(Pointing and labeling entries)
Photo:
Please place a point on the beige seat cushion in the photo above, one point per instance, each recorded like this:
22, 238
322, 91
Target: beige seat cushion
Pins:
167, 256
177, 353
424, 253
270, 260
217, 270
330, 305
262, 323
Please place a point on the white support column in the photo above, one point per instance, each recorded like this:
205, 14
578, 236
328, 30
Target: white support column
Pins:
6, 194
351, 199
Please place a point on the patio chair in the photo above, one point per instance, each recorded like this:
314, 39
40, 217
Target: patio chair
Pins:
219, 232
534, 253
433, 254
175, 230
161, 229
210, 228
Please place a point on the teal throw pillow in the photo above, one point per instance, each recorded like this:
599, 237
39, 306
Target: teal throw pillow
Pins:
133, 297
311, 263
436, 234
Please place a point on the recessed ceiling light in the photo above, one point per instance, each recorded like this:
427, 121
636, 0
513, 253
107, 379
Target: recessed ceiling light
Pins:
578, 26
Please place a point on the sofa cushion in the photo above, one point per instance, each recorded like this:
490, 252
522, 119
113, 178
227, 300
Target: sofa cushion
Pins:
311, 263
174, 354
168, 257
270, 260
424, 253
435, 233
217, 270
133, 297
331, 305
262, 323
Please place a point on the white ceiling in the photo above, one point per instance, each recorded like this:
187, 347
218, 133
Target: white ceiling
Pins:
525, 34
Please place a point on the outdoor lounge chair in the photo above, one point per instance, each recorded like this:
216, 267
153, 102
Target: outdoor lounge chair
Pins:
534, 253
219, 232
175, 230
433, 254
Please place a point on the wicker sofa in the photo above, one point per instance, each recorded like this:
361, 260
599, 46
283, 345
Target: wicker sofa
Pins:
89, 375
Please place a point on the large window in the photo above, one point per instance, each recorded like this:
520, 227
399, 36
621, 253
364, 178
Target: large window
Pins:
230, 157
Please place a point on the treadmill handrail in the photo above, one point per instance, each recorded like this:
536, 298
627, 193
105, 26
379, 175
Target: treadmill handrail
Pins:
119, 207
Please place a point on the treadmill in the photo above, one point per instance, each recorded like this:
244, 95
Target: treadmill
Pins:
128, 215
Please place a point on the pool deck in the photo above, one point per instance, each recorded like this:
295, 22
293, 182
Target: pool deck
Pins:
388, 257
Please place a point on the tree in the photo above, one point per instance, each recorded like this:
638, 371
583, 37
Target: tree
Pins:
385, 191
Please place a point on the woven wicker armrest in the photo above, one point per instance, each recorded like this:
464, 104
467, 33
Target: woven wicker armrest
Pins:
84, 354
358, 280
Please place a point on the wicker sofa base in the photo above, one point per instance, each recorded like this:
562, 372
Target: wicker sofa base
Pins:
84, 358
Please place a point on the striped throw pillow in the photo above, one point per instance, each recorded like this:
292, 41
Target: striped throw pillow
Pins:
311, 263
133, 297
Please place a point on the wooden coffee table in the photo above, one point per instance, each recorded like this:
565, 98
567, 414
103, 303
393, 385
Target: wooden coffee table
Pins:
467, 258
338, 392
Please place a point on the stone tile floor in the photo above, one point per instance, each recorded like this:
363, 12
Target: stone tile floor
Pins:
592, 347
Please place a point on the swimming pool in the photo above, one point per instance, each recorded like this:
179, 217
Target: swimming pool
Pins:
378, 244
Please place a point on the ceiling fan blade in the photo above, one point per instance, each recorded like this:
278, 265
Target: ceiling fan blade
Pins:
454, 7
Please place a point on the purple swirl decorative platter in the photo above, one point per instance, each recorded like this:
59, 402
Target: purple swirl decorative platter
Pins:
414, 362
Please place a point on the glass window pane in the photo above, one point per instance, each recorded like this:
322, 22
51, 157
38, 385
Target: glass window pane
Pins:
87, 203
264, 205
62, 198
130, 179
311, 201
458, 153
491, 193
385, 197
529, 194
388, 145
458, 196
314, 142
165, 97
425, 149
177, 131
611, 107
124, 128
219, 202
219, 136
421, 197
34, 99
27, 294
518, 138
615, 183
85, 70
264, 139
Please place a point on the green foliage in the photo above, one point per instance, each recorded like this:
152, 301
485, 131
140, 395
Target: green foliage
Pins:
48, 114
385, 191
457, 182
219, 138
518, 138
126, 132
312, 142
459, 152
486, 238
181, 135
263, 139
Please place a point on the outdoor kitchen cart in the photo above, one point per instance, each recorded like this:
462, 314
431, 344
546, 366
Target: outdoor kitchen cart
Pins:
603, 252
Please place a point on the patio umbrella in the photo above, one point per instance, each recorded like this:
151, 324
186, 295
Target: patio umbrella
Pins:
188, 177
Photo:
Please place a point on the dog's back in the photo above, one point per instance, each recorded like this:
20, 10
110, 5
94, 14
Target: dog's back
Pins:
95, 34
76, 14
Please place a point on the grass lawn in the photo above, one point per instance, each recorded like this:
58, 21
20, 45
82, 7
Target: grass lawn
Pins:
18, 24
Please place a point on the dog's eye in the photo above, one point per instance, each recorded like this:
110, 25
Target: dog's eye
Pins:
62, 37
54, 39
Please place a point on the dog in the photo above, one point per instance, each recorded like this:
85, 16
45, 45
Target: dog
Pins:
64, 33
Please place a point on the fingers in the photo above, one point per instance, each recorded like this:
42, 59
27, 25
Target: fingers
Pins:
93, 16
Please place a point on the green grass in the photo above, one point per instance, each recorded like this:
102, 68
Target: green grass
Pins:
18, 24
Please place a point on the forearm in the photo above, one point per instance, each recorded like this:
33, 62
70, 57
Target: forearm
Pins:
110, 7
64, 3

Required task: Send back exactly the lines from the line with "Please place a point on the dog in" through the end of the records.

Answer for this exercise:
Please place a point on the dog in the photo above, one point per instance, each recorded like this:
85, 16
45, 45
Target: dog
Pins:
64, 33
Please place a point on the fingers in the photo above, one point per instance, each recorded like this:
42, 59
27, 25
Target: fingers
Pins:
93, 16
Please place a point on the green grass in the photo above, one point per instance, each recorded like this:
102, 68
Target: green grass
Pins:
18, 24
Please place a point on the forearm in the photo above, one point per instance, each recorded like this:
33, 62
70, 57
Target: forearm
Pins:
110, 7
64, 3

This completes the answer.